Extract each line in the rows below that contains the word "stem".
Begin Rows
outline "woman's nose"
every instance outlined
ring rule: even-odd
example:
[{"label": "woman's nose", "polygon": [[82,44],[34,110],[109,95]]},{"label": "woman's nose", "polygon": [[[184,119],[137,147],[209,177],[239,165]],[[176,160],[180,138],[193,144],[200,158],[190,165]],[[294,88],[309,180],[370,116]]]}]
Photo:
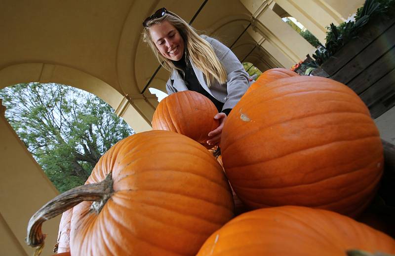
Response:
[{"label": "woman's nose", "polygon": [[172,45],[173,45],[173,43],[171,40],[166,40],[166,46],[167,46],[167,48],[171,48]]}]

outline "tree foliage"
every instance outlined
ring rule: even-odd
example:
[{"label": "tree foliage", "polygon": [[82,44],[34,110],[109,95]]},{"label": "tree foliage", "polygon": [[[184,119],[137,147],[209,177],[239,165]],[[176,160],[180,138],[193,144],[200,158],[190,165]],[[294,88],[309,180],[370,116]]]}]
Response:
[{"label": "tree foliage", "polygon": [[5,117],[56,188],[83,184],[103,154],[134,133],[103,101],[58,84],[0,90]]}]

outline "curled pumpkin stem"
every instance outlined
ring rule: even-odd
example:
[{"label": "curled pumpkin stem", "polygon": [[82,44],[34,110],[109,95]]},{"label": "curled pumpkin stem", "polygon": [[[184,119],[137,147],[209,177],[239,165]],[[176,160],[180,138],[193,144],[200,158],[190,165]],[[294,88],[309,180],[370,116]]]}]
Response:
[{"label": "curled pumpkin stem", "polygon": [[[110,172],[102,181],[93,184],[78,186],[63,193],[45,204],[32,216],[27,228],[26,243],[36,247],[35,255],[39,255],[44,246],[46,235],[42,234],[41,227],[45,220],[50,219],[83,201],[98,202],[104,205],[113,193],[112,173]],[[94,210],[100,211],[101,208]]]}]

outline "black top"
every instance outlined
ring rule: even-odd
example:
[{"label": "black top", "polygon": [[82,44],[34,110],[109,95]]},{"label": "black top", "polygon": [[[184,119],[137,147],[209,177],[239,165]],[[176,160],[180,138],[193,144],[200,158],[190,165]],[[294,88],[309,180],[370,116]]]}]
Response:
End Rows
Full response:
outline "curled pumpkin stem"
[{"label": "curled pumpkin stem", "polygon": [[82,44],[34,110],[109,95]]},{"label": "curled pumpkin stem", "polygon": [[[184,119],[137,147],[209,177],[239,165]],[[176,160],[180,138],[193,144],[200,158],[190,165]],[[294,88],[309,180],[370,116]]]}]
[{"label": "curled pumpkin stem", "polygon": [[[110,172],[102,181],[93,184],[78,186],[63,193],[45,204],[32,216],[27,228],[26,243],[36,247],[35,255],[39,255],[44,246],[46,235],[42,234],[41,227],[45,220],[50,219],[83,201],[98,202],[104,205],[113,193],[112,173]],[[94,210],[100,211],[101,208]]]}]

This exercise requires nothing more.